### YOUR GOAL
Extract each line of the data below that contains the string "bottom", matching case exactly.

### EXTRACTED RECORDS
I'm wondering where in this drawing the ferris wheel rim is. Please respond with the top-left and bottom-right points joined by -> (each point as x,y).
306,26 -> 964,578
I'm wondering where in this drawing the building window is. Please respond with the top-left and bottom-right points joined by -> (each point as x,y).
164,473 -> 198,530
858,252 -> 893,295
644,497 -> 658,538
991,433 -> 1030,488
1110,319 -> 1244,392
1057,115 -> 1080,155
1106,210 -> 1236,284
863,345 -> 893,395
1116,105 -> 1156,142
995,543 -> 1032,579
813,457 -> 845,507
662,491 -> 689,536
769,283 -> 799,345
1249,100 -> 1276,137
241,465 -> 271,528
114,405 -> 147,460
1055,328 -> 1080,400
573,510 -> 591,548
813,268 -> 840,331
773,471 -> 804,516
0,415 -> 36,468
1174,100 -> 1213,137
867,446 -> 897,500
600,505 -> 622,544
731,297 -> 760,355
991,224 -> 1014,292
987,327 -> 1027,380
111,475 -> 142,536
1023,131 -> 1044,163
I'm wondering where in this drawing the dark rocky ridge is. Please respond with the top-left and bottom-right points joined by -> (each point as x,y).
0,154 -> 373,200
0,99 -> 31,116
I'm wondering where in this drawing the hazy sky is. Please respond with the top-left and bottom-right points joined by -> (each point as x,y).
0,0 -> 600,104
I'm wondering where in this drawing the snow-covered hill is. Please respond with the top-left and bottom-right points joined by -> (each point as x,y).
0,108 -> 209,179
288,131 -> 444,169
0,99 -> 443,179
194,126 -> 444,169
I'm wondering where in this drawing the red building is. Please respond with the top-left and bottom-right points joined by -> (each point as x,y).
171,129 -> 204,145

### TASK ANSWER
I'm wondering where in this drawing the ferris wheel rim is. Please respond with the top-left and bottom-right points joined by -> (each point as x,y).
I'm wondering where in this drawing the building window is. Please respond with the top-left and bottom-right points joined by -> (each point as x,y).
I'm wondering where in this drawing the dark rocky ridge is. Please respond with the top-left and bottom-right points joined by -> (each point as x,y).
I'm wondering where in this drawing the hazy sky is. Please respond with the top-left and bottom-right points joined by -> (each point as x,y).
I'm wondering where in this drawing the snow-covered hill is. Please respond with the top-left and bottom-right points joined by -> (each point as x,y).
I'm wondering where in this drawing the red building is. Please respond with the top-left and bottom-right points joined by -> (each point as x,y).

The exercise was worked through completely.